Assignment: For each line of the material, check for the string "beam"; then state how many lines had it, giving only the number.

Records for this exercise:
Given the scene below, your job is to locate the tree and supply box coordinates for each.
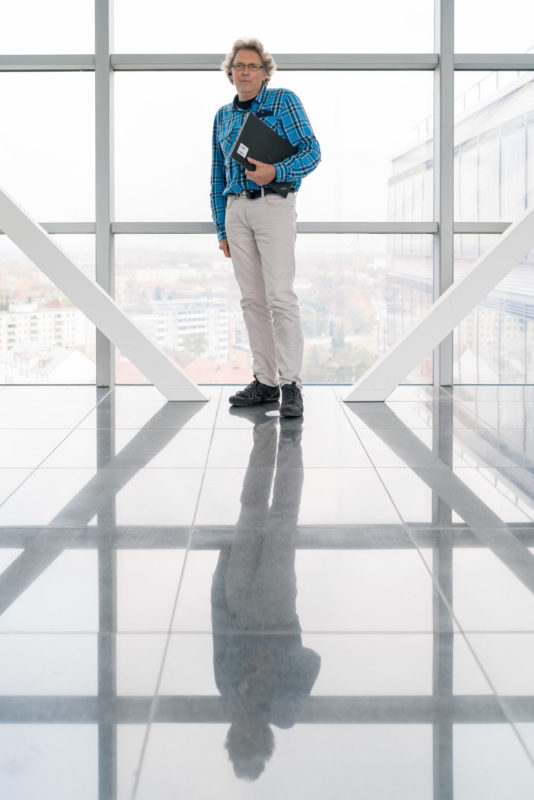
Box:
[179,333,208,356]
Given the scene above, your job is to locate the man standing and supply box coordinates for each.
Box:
[211,39,320,417]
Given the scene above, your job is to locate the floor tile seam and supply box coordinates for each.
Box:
[165,386,224,612]
[213,425,356,430]
[0,388,114,513]
[75,426,221,432]
[204,462,373,467]
[349,423,434,430]
[9,464,380,470]
[374,463,534,471]
[7,462,533,471]
[132,628,457,636]
[129,386,223,800]
[21,466,208,471]
[330,385,363,428]
[0,630,104,636]
[165,384,224,621]
[404,524,534,531]
[0,427,102,431]
[450,629,534,636]
[128,551,192,797]
[491,465,534,470]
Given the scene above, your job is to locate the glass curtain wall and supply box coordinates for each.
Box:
[1,1,533,385]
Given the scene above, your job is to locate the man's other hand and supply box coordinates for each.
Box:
[245,157,277,186]
[219,239,231,258]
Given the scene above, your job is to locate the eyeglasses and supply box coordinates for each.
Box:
[232,63,265,72]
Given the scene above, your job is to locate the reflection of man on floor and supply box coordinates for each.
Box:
[211,410,321,781]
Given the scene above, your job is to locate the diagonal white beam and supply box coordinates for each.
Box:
[345,206,534,401]
[343,402,534,595]
[0,187,207,401]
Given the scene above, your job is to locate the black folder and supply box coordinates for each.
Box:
[230,112,297,196]
[231,112,297,169]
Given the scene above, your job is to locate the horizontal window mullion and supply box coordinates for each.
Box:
[0,55,94,71]
[453,222,510,234]
[454,54,534,70]
[111,222,439,234]
[111,54,440,71]
[2,55,534,72]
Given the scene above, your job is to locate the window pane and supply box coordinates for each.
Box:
[453,236,534,383]
[115,0,433,53]
[114,234,432,386]
[454,72,534,221]
[291,72,433,222]
[456,0,534,53]
[0,74,94,221]
[0,0,94,54]
[115,71,433,222]
[0,236,96,384]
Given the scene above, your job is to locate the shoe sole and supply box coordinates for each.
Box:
[280,408,303,417]
[229,396,280,407]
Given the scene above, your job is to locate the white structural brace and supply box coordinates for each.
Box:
[345,206,534,402]
[0,188,208,401]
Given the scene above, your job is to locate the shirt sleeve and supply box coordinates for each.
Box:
[274,91,321,184]
[210,111,228,242]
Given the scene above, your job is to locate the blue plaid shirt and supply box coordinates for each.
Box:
[210,84,321,242]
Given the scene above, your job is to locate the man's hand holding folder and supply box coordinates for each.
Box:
[244,156,276,186]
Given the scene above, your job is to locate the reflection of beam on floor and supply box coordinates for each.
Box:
[0,695,529,724]
[0,401,205,616]
[344,405,534,594]
[2,525,534,550]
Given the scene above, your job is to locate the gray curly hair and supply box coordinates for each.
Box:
[221,38,276,85]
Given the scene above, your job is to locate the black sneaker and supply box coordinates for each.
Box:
[229,377,280,407]
[280,382,303,417]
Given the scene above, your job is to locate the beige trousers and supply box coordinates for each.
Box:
[226,192,303,388]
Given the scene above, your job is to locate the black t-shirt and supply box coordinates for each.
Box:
[236,97,255,110]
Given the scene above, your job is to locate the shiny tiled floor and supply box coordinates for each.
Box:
[1,384,534,799]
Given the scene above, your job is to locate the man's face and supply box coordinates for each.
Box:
[231,48,265,101]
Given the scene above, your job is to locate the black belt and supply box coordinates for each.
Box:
[235,187,294,200]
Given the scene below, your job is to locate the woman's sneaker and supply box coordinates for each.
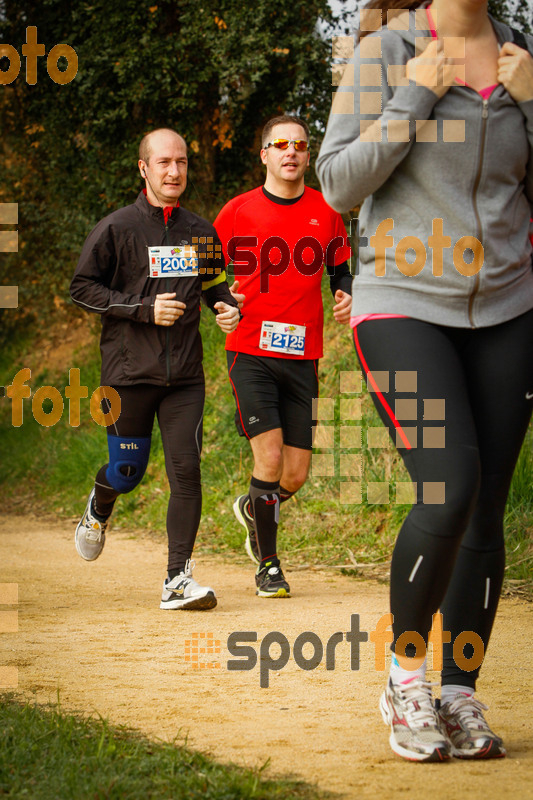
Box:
[437,694,506,759]
[255,557,290,597]
[75,488,109,561]
[160,560,217,610]
[380,677,451,762]
[233,494,260,565]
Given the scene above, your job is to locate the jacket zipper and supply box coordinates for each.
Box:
[164,217,171,385]
[467,98,489,328]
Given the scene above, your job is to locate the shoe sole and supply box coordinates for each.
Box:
[233,498,260,566]
[256,587,290,598]
[379,691,450,763]
[449,742,506,759]
[160,591,217,610]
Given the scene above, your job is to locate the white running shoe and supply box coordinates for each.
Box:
[380,677,451,762]
[160,559,217,610]
[75,488,109,561]
[437,694,506,759]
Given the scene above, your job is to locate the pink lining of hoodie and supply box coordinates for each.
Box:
[426,6,498,99]
[350,313,408,329]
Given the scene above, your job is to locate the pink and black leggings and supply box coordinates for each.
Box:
[353,309,533,688]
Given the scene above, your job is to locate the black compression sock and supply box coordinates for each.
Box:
[242,489,291,516]
[249,477,280,563]
[279,486,295,503]
[91,494,113,521]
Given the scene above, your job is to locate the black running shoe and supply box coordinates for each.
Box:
[255,557,290,598]
[233,494,260,565]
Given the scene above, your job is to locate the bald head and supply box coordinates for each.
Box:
[139,128,187,164]
[138,128,188,207]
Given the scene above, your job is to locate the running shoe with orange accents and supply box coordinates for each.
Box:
[75,488,109,561]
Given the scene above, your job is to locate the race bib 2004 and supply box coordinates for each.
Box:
[259,321,306,356]
[148,245,198,277]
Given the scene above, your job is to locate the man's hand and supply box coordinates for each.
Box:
[214,301,240,333]
[154,292,186,326]
[333,289,351,324]
[229,280,245,310]
[498,42,533,103]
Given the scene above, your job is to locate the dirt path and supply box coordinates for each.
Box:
[1,514,532,799]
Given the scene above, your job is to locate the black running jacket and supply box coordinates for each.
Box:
[70,192,237,386]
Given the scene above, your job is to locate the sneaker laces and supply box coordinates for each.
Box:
[167,559,196,589]
[396,679,440,727]
[445,694,490,730]
[85,512,104,541]
[183,558,195,577]
[259,559,282,578]
[86,499,108,540]
[85,526,102,543]
[167,559,214,600]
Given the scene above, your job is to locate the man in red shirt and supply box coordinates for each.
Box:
[214,115,352,598]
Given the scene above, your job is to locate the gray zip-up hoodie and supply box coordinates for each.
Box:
[316,7,533,328]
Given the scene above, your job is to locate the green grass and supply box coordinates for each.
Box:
[502,425,533,592]
[1,285,532,592]
[0,695,326,800]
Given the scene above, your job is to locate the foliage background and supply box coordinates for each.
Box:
[0,0,530,342]
[0,1,532,592]
[0,0,349,341]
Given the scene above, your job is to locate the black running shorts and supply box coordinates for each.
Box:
[226,351,319,449]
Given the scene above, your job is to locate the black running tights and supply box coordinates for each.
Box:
[353,310,533,688]
[94,382,205,573]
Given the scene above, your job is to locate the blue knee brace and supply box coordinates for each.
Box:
[105,434,151,494]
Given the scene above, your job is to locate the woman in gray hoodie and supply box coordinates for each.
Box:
[317,0,533,764]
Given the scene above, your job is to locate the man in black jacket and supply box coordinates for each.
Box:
[70,128,239,610]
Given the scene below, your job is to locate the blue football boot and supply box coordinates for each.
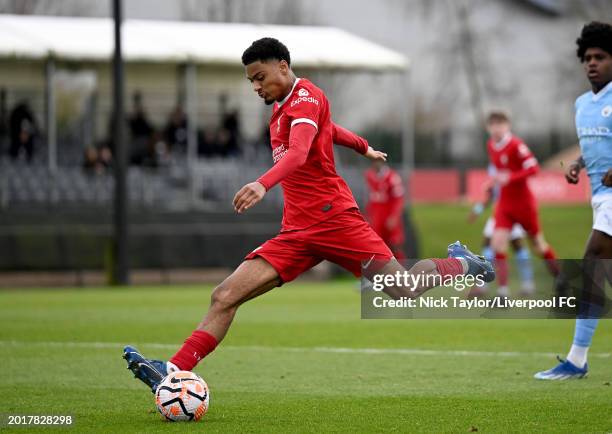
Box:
[123,345,168,393]
[534,356,588,380]
[447,241,496,283]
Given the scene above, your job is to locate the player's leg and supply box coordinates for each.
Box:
[510,226,535,295]
[491,227,511,298]
[518,205,560,278]
[470,218,495,298]
[534,229,611,380]
[526,231,560,278]
[482,217,495,264]
[167,257,280,369]
[124,257,281,391]
[567,229,611,367]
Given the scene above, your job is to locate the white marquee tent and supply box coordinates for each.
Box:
[0,14,408,71]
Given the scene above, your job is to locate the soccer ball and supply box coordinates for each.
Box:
[155,371,210,421]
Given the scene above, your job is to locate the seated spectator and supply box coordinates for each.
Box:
[128,91,154,165]
[164,105,188,152]
[9,100,38,163]
[82,146,104,175]
[83,145,114,175]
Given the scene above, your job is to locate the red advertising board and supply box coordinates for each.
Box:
[466,169,590,204]
[409,170,461,203]
[409,169,591,204]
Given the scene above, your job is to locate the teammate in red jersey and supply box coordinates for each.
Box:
[123,38,494,391]
[365,161,406,261]
[485,111,559,298]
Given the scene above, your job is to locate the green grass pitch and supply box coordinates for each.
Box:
[1,284,610,433]
[1,204,611,432]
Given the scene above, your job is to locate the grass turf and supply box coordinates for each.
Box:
[410,204,593,259]
[1,283,611,433]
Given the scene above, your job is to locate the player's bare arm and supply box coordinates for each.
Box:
[331,122,387,161]
[565,155,585,184]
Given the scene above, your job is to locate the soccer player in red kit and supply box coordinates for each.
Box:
[365,161,406,261]
[485,111,559,298]
[123,38,494,391]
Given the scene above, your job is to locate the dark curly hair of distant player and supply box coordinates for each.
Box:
[242,37,291,66]
[576,21,612,61]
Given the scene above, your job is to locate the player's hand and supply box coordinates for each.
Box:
[565,161,581,184]
[602,168,612,187]
[365,146,387,162]
[233,181,266,214]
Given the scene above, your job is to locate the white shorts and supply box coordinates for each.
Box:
[483,217,526,240]
[592,194,612,237]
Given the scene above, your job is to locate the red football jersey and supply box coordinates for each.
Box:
[365,167,404,214]
[486,133,539,204]
[266,78,359,231]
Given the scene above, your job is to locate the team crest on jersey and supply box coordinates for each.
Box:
[298,88,309,97]
[602,105,612,118]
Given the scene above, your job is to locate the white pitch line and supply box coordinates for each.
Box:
[0,340,609,359]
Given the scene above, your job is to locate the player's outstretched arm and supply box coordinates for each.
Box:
[332,122,387,161]
[233,123,316,214]
[565,155,585,184]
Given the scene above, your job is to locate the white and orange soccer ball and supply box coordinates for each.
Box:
[155,371,210,421]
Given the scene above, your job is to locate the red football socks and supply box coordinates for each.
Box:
[542,247,560,276]
[169,330,218,371]
[495,252,509,287]
[431,258,464,277]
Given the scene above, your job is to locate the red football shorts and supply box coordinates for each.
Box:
[494,200,541,236]
[245,208,393,283]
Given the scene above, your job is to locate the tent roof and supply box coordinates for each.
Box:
[0,14,408,71]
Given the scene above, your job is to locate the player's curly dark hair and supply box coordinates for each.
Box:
[576,21,612,61]
[242,37,291,66]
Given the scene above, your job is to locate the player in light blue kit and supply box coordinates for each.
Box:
[535,21,612,380]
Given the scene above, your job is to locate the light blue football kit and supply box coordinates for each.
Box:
[535,80,612,380]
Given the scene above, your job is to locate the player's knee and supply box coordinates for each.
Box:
[210,284,240,312]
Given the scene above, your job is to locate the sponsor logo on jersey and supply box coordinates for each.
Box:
[577,126,611,136]
[500,154,508,165]
[290,95,319,108]
[602,105,612,118]
[298,88,309,97]
[272,144,288,163]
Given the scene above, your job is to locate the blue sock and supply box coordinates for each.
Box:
[482,246,494,264]
[573,318,599,347]
[514,247,534,284]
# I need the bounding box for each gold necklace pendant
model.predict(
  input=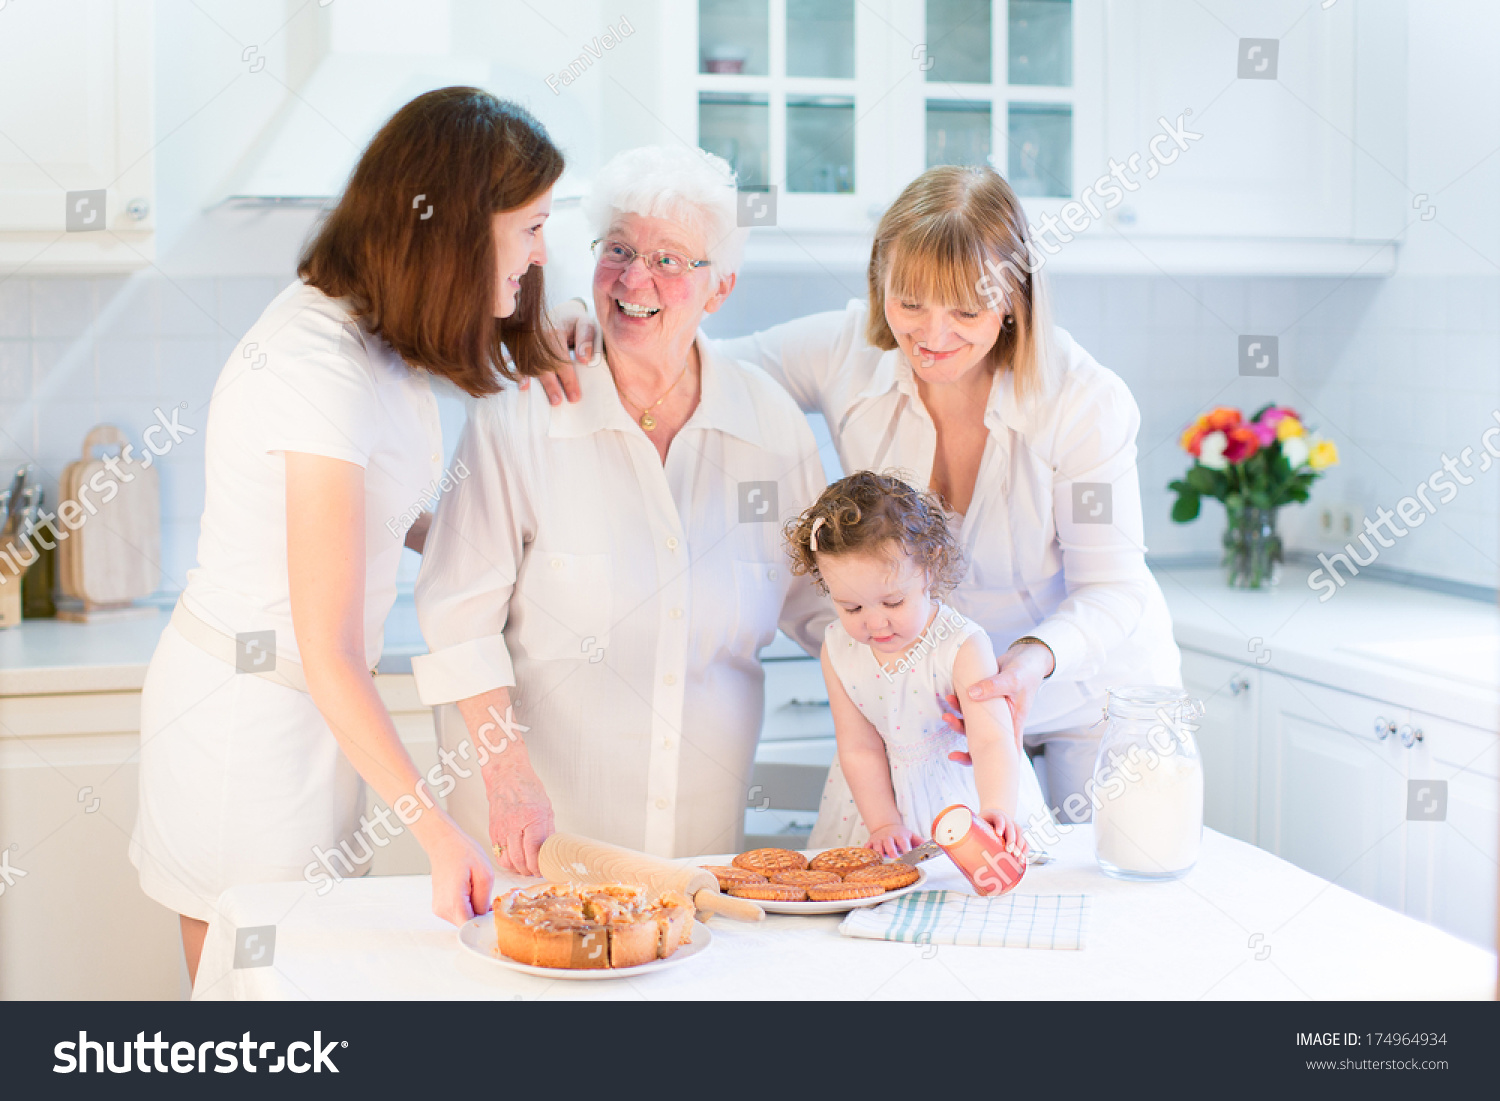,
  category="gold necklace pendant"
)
[639,412,657,431]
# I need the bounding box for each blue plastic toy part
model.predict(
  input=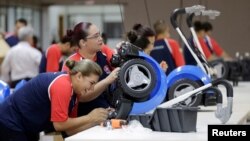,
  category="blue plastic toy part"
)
[130,53,211,114]
[0,80,11,103]
[166,65,212,87]
[14,79,27,92]
[130,51,168,114]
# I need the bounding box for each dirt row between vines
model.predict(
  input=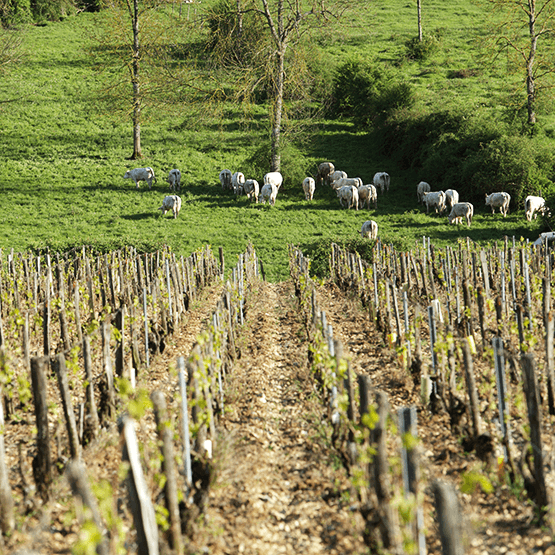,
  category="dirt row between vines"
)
[4,276,555,554]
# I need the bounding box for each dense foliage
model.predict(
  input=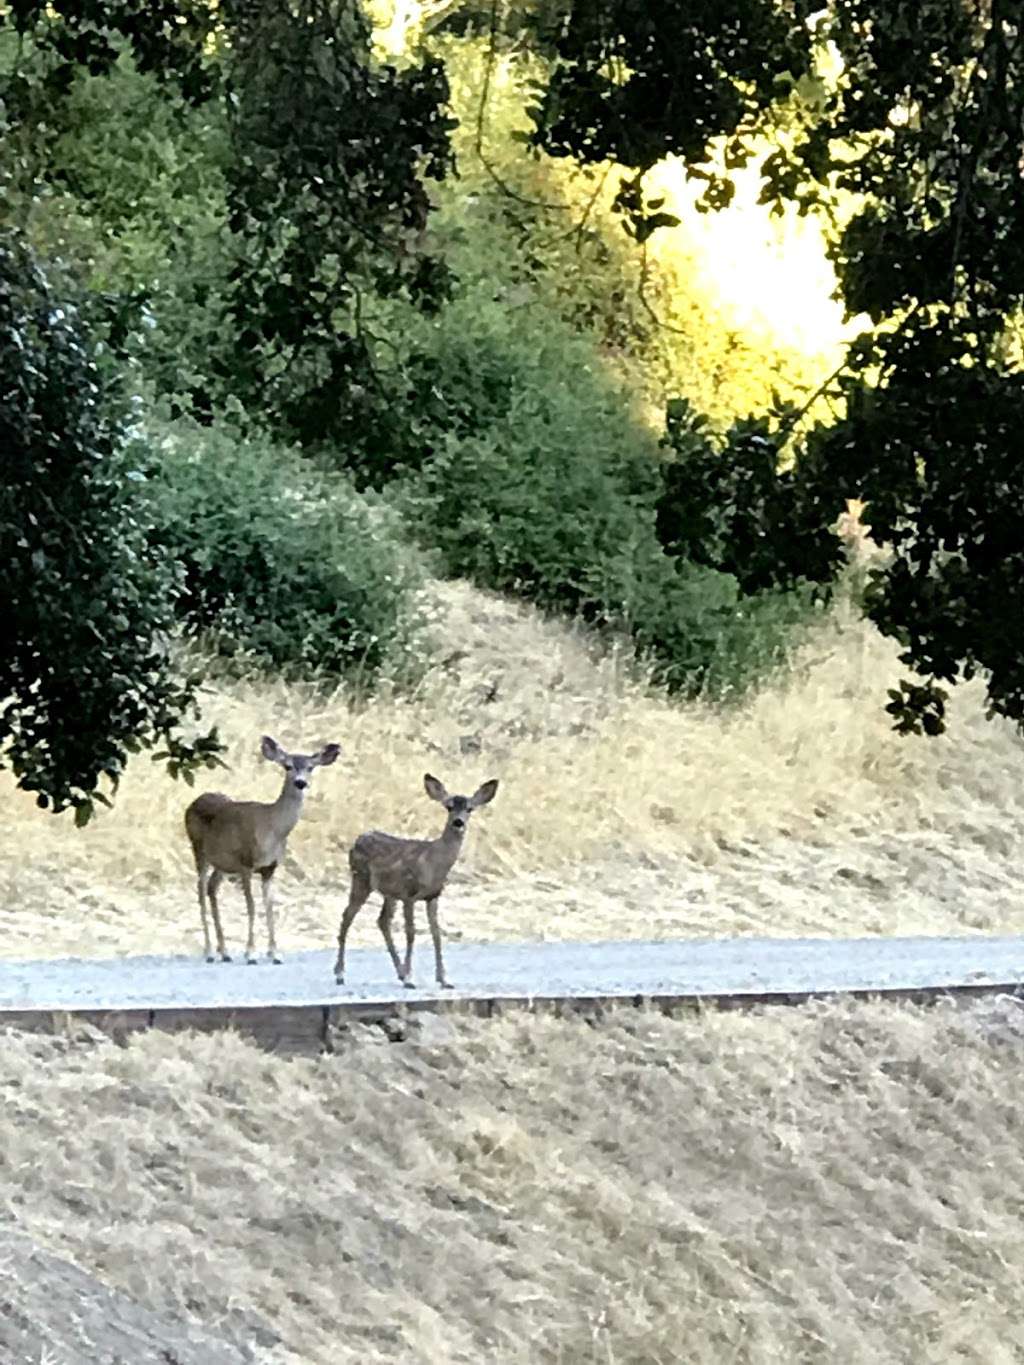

Answer to this exercise: 2